Data listing:
★ ★ ★ ★ ★ ★ ★

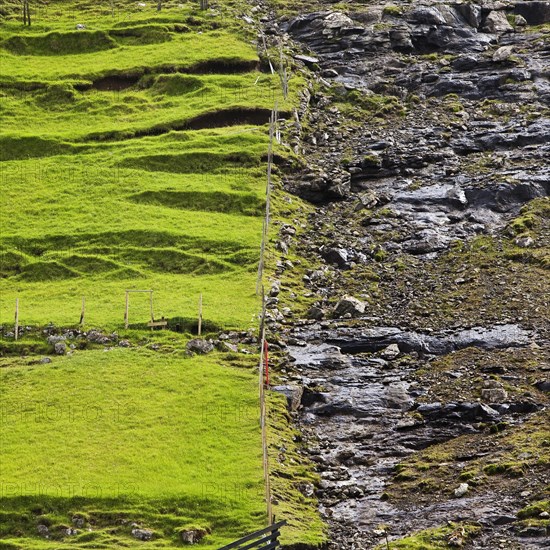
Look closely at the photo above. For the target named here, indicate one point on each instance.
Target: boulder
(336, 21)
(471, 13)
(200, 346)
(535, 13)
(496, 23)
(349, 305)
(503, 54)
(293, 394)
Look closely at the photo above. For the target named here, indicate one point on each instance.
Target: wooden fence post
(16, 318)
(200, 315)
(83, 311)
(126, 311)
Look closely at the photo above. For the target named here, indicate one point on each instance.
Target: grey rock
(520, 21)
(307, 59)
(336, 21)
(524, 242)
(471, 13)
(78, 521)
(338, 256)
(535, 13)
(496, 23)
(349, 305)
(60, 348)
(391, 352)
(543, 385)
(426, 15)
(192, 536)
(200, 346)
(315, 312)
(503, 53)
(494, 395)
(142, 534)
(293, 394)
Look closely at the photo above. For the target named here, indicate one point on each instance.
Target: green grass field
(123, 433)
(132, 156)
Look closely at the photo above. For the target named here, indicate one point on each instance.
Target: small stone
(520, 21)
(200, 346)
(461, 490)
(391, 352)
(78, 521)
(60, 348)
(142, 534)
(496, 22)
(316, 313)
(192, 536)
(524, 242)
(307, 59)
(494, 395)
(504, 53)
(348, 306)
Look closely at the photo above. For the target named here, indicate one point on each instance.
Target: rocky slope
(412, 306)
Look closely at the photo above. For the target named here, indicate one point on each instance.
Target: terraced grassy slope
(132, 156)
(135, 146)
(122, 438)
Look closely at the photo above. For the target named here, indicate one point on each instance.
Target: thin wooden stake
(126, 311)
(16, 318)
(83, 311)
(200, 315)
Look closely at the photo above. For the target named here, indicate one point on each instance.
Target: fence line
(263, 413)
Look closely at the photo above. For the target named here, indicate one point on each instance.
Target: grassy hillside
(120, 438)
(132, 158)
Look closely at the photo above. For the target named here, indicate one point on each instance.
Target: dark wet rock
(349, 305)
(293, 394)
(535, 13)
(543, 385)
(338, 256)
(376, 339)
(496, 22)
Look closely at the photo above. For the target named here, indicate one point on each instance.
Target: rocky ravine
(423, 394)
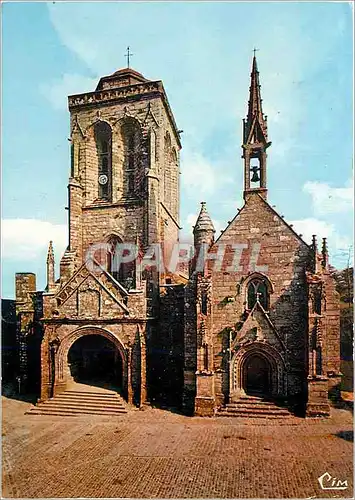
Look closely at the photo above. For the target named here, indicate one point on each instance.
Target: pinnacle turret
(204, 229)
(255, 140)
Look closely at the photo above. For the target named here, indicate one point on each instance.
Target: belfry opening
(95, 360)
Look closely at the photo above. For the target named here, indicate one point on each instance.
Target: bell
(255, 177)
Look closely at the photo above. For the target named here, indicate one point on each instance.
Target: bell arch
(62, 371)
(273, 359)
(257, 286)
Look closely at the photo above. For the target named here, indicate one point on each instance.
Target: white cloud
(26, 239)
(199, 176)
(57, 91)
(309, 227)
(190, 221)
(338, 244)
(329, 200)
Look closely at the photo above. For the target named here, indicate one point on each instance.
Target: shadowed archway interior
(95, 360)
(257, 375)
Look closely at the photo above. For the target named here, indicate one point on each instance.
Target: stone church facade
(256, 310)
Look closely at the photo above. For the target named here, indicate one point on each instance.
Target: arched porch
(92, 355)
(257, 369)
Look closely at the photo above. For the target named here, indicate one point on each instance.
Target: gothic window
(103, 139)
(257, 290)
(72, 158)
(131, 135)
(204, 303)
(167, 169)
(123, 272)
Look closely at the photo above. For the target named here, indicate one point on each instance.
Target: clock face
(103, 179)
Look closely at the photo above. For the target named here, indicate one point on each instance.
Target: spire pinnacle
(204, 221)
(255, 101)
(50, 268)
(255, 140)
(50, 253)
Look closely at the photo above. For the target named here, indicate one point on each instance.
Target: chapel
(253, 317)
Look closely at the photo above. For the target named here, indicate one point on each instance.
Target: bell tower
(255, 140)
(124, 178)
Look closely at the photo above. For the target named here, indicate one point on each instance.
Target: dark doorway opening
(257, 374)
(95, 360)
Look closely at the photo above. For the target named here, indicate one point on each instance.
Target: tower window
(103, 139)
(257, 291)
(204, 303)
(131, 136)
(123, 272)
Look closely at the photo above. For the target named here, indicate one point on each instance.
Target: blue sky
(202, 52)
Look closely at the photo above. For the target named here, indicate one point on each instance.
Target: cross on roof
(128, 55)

★ ★ ★ ★ ★ ★ ★

REQUIRED WORK:
Extract the full listing above verbatim; pictures are to be left out of the copy.

SOLUTION BELOW:
Look closely at the photo above. For the target named here, indicate one point on each instance.
Target: boulder
(336, 21)
(471, 13)
(200, 346)
(535, 13)
(496, 23)
(349, 305)
(503, 54)
(293, 394)
Look closely at the photo above. For the target named here, indicate one point on each instance.
Target: wooden fence post
(16, 318)
(200, 315)
(83, 311)
(126, 311)
Look closely at the photo above. For the target named here, indicate one point on each instance.
Target: grey rock
(520, 21)
(307, 59)
(336, 21)
(524, 242)
(471, 13)
(78, 521)
(338, 256)
(535, 13)
(496, 23)
(349, 305)
(60, 348)
(391, 352)
(543, 385)
(426, 15)
(192, 536)
(200, 346)
(315, 312)
(503, 53)
(494, 395)
(142, 534)
(293, 394)
Look closely at the photo above. For the target named here, indicate one point on each instance.
Target: green grass field
(123, 433)
(132, 156)
Look closely at the photo above. For the target named here, indicate one point on each instance.
Target: small stone
(520, 21)
(200, 346)
(461, 490)
(391, 352)
(78, 521)
(60, 348)
(142, 534)
(496, 22)
(316, 313)
(192, 536)
(524, 242)
(307, 59)
(494, 395)
(504, 53)
(348, 306)
Look closely at the photo above. For the target named here, indicate one point on each instance.
Target: rocky slope
(412, 306)
Look closely at the photo above. For the target named here, indicate one point on each instance.
Target: terraced grassy slope
(132, 156)
(135, 146)
(122, 438)
Look closely at the photo above. For the target named here, indicate one point on each instance.
Target: thin wooden stake
(126, 311)
(16, 318)
(83, 311)
(200, 315)
Look closely at the photo above. For the target named here, indicate one point on each instance.
Target: fence line
(263, 413)
Look closely at the photo above. For the target named here, indicate one point on each instance.
Target: grassy hillside
(120, 438)
(132, 158)
Look closely at the photo above. For the target named here, indicate one point on each instance.
Target: dark wet rock
(349, 305)
(293, 394)
(535, 13)
(543, 385)
(338, 256)
(376, 339)
(496, 22)
Look closely at the photo above. For the target named here, indicate one point on each instance.
Target: rocky ravine
(423, 394)
Look closely at the photo above. For the target named here, indicate one point on each instance.
Target: pinnacle turret
(204, 229)
(255, 140)
Look closely at the photo above. For the target named here, indicate one point on each instance.
Target: belfry opening
(95, 360)
Look closely at the photo above. For the target named here, indicate one point on each instance.
Target: bell
(255, 177)
Look closely at the photo above. For the target named here, indicate one point on each instance.
Target: bell arch
(62, 371)
(273, 359)
(257, 286)
Look closely at the photo above. For the target named here, indicate one point on each instance.
Target: white cloud
(26, 239)
(199, 176)
(57, 91)
(309, 227)
(190, 221)
(338, 244)
(329, 200)
Look closely at the photo above. For the target named here, indicate one point on each instance.
Target: shadowed archway interior
(95, 360)
(257, 375)
Look closely at the photo above. For the target named here, indicate one point on each instance.
Target: stone church facade
(256, 310)
Look closely at the photo above. For the target named here, indicate one point on each instance.
Target: arched porch
(92, 355)
(257, 369)
Look closely at the photo above. For the target named here, indicate one point on each instance.
Target: gothic window
(103, 139)
(257, 290)
(72, 158)
(131, 135)
(204, 303)
(167, 169)
(123, 272)
Look closely at the photo above. For the target named here, indicate one point on each instance.
Target: clock face
(103, 179)
Look closely at the photo above. For the target named here, indicate one point on each instance.
Target: spire pinnacle
(204, 221)
(255, 101)
(50, 268)
(255, 140)
(50, 253)
Look closely at the photo above. For the target named here, indicate one point on each instance.
Target: chapel
(253, 317)
Look closely at the photo above. For the target named here, indicate one point on each instance.
Target: bell tower
(255, 140)
(124, 178)
Look closely at the photo above. For the target named here, indicate one point on each instance.
Target: dark doorway opening
(257, 374)
(95, 360)
Look closely at the photo above. For the target named here, indicate one point on each instance.
Target: tower window
(103, 139)
(257, 291)
(204, 303)
(131, 136)
(123, 272)
Look closely at the photo above. For the target named here, indicate one point on each instance.
Target: blue sky
(202, 52)
Look closely at the photo above. For the target named here, indicate one point on each instance.
Target: cross on roof
(128, 55)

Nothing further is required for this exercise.